Extract to read →
Britain’s Reopening Is a Boon for Outperforming Small-Cap Funds

Joe Easton
·4 min read

(Bloomberg) --

As London’s shops and pub gardens reopen for the first weekend in three months, funds targeting smaller U.K. companies are among the best performers in Europe thanks to a rally in domestic stocks that benefit from Britain’s vaccine rollout success.

Among Western European stock funds with $200 million or more in assets, the majority of the 10 best performers this year are focused on U.K. small caps, according to data compiled by Bloomberg. The FTSE Small Cap Index has gained 14% in 2021 versus a rise of 11% for a benchmark tracking small stocks on euro-area exchanges.

The nation’s markets are benefiting from a confluence of factors: Valuations had been depressed by the overhang of the U.K.’s departure from the European Union, and during the worst of the pandemic, when there was no economic growth, investors were will paying to pay a premium for the few companies that were enjoying rapid increases in sales. With the Brexit cloud removed and the economy rebounding as virus restrictions ease, investors are turning back to domestic stocks and those that are cheap relative to earnings.

Entries provided →
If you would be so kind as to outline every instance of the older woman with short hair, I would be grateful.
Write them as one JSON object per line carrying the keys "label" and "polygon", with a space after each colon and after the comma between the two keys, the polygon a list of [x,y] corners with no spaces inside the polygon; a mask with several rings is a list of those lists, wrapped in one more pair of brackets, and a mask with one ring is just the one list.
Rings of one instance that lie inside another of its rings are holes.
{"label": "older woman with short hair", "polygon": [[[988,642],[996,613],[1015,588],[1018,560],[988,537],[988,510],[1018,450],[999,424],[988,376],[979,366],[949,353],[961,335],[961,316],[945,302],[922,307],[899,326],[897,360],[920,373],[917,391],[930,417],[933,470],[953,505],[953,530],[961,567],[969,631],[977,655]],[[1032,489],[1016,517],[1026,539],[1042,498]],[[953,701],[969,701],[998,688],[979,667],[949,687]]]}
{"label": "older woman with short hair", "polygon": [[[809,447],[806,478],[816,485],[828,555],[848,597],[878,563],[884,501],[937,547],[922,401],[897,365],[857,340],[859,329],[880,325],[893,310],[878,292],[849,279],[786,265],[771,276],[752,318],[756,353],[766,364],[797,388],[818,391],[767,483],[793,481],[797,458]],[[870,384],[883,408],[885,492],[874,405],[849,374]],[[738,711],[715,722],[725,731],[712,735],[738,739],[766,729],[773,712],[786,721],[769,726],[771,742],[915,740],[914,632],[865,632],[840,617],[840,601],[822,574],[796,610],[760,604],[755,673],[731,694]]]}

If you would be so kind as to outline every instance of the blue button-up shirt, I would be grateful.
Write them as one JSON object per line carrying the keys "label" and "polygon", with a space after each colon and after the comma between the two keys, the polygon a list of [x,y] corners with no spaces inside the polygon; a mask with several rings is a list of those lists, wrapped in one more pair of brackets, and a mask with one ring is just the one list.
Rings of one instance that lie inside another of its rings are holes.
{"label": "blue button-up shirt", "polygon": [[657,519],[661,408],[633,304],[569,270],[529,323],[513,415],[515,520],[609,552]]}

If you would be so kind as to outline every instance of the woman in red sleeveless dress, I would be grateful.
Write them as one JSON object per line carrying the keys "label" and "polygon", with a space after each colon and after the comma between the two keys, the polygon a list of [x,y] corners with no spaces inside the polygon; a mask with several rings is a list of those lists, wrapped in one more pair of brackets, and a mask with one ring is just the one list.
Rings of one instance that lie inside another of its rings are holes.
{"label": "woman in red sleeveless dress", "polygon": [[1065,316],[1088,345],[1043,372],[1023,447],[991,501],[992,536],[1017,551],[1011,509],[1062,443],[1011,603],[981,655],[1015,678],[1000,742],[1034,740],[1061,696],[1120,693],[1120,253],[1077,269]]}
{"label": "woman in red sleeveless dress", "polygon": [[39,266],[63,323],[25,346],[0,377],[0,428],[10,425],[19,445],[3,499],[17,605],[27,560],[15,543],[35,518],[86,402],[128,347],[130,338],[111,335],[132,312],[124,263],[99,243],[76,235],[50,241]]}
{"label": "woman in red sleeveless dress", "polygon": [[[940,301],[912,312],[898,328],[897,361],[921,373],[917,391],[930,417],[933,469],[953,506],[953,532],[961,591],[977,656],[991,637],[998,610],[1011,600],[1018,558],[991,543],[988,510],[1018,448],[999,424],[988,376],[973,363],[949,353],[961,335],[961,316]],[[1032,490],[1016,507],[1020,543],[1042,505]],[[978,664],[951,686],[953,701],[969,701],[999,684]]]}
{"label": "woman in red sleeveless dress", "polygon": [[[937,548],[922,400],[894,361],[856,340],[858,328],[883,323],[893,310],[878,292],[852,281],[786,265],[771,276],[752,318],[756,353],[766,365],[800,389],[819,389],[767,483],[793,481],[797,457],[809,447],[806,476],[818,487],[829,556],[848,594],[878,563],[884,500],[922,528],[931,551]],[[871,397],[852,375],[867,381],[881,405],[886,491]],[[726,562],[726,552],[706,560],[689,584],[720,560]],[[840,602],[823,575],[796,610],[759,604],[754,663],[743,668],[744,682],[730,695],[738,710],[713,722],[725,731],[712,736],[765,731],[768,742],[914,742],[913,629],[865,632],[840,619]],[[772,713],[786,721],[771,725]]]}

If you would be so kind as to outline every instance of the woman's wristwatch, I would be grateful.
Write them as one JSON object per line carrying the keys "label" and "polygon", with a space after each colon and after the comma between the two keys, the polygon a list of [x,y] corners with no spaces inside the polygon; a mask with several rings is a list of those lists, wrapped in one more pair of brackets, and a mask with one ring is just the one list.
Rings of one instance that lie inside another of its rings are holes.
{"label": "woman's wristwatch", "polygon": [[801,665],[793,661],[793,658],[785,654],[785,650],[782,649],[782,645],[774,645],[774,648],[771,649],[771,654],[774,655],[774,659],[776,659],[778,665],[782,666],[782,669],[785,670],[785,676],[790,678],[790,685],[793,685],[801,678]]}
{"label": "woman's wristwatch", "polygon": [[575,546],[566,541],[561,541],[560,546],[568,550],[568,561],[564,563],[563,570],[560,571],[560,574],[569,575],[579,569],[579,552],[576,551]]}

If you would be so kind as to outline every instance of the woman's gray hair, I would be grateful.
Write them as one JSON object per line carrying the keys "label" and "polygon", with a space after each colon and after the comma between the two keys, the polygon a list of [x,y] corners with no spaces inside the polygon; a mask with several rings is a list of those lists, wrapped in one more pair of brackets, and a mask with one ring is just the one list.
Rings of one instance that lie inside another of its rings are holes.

Problem details →
Please transcribe the stretch from "As London’s shops" through "on euro-area exchanges." in the article on U.K. small-cap funds.

Output below →
As London’s shops and pub gardens reopen for the first weekend in three months, funds targeting smaller U.K. companies are among the best performers in Europe thanks to a rally in domestic stocks that benefit from Britain’s vaccine rollout success.

Among Western European stock funds with $200 million or more in assets, the majority of the 10 best performers this year are focused on U.K. small caps, according to data compiled by Bloomberg. The FTSE Small Cap Index has gained 14% in 2021 versus a rise of 11% for a benchmark tracking small stocks on euro-area exchanges.